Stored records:

------------------------

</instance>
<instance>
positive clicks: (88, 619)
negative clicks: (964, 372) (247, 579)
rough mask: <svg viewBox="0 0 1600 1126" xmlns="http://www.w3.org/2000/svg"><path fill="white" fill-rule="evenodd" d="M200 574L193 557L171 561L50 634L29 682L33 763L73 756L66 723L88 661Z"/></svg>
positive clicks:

------------------------

Task prompt: Print each entry above again, exactly as it was given.

Exercise result:
</instance>
<instance>
positive clicks: (88, 619)
negative clicks: (964, 372) (247, 579)
rough mask: <svg viewBox="0 0 1600 1126" xmlns="http://www.w3.org/2000/svg"><path fill="white" fill-rule="evenodd" d="M200 574L193 557L171 561L50 634L29 682L33 763L73 756L66 723L88 661Z"/></svg>
positive clicks:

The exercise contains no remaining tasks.